Given request A: Transcribe the passage of the antenna assembly text from "The second antenna part may" to "to the second port.".
Given request B: Pick up the antenna assembly text after its last sentence and keep writing.

Document excerpt:
*-*-*

This application provides an antenna assembly and a wireless access device. Antennas may be disposed together to form the antenna assembly, and an isolation requirement is reduced by disposing parts of the antenna assembly without affecting performance of the antenna, so as to help miniaturize the wireless access device or deploy more antennas.
To achieve the foregoing technical objective, this application uses the following technical solutions.
According to a first aspect, this application provides an antenna assembly. The antenna assembly may include a first antenna part and a second antenna part. A first port, a first radiation arm corresponding to the first port, a first ground point corresponding to the first port, and a first bearing part of a bearing plate form the first antenna part. A second port, a second radiation arm corresponding to the second port, a second ground point corresponding to the second port, and a second bearing part of the bearing plate form the second antenna part.
The first antenna part may receive or radiate a radio frequency signal. When the first port in the antenna assembly receives the radio frequency signal, the first radiation arm may be configured to radiate the radio frequency signal received by the first port. When receiving the radio frequency signal, the first radiation arm may transmit the received radio frequency signal to the first port.
The second antenna part may receive or radiate the radio frequency signal. When the second port in the antenna assembly receives the radio frequency signal, the second radiation arm may be configured to radiate the radio frequency signal received by the second port. When receiving the radio frequency signal, the second radiation arm may transmit the received radio frequency signal to the second port.
An anti-interference path is formed between the first port in the first antenna part and the second port in the second antenna part by using the bearing plate, and the anti-interference path is configured to cancel interference caused by coupling between the first radiation arm and the second radiation arm.

*-*-*

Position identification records
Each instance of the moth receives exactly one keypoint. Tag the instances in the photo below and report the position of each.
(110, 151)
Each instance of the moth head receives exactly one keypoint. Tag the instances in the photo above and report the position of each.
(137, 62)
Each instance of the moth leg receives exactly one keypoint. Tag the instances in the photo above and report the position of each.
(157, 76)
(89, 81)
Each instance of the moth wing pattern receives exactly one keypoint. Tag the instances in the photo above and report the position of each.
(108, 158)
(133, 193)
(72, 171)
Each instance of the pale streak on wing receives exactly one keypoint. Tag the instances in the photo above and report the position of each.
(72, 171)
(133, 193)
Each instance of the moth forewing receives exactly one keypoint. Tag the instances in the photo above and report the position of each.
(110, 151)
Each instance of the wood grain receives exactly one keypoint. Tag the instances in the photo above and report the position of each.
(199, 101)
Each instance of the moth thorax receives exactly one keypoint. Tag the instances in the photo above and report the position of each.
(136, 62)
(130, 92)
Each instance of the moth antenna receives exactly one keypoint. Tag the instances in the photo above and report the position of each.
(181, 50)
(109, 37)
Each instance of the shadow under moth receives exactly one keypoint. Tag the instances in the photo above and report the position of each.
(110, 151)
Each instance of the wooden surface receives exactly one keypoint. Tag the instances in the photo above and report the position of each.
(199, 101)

*-*-*

Task answer A:
The second antenna part may receive or radiate the radio frequency signal. When the second port in the antenna assembly receives the radio frequency signal, the second radiation arm may be configured to radiate the radio frequency signal received by the second port. When receiving the radio frequency signal, the second radiation arm may transmit the received radio frequency signal to the second port.

Task answer B:
The anti-interference path may be formed between the first port and the second port by using the bearing plate. Therefore, the first port may transmit the received radio frequency signal to the second port through the anti-interference path. Alternatively, the second port may transmit the received radio frequency signal to the first port through the anti-interference path. In this way, signal interference caused by coupling between the first radiation arm and the second radiation arm can be canceled. For example, when the first radiation arm radiates a radio frequency signal, if the second radiation arm receives the radio frequency signal radiated by the first radiation arm, interference is caused to the second antenna part, and performance of the second antenna part is affected. Alternatively, when the second radiation arm radiates a radio frequency signal, if the first radiation arm receives the radio frequency signal radiated by the second radiation arm, interference is caused to the first antenna part, and performance of the first antenna part is affected.
The first antenna part and the second antenna part are disposed together to form the antenna assembly, and interference caused by low isolation between antennas is canceled through the anti-interference path, so that performance of the antenna is not affected in a case of the low isolation. This helps miniaturize a wireless access device or deploy more antennas.
In an embodiment of the first aspect, the first radiation arm is disposed on a first side of the bearing plate, a part of the first radiation arm is connected to the bearing plate, and a first antenna gap exists between the first radiation arm and the bearing plate. The first port is disposed on a second side of the bearing plate, and the first ground point is disposed on a third side of the bearing plate. The second radiation arm is disposed on the third side of the bearing plate, a part of the second radiation arm is connected to the bearing plate, and a second antenna gap exists between the second radiation arm and the bearing plate. The second port is disposed on a fourth side of the bearing plate, and the second ground point is disposed on the first side of the bearing plate.
Both the first radiation arm and the second radiation arm are configured to radiate a radio frequency signal. The first antenna gap exists between the first radiation arm and the bearing plate, and the second antenna gap exists between the second radiation arm and the bearing plate. This helps the first radiation arm and the second radiation arm radiate or receive the radio frequency signal.
In another embodiment of the first aspect, the first antenna part may further include a third radiation arm corresponding to the first port, and the third radiation arm is disposed on the second side of the bearing plate. The second antenna part may further include a fourth radiation arm corresponding to the second port, and the fourth radiation arm is disposed on a fourth side of the bearing plate. The first radiation arm and the second radiation arm may be configured to radiate a low-frequency radio frequency signal, and the third radiation arm and the fourth radiation arm may be configured to radiate a high-frequency radio frequency signal.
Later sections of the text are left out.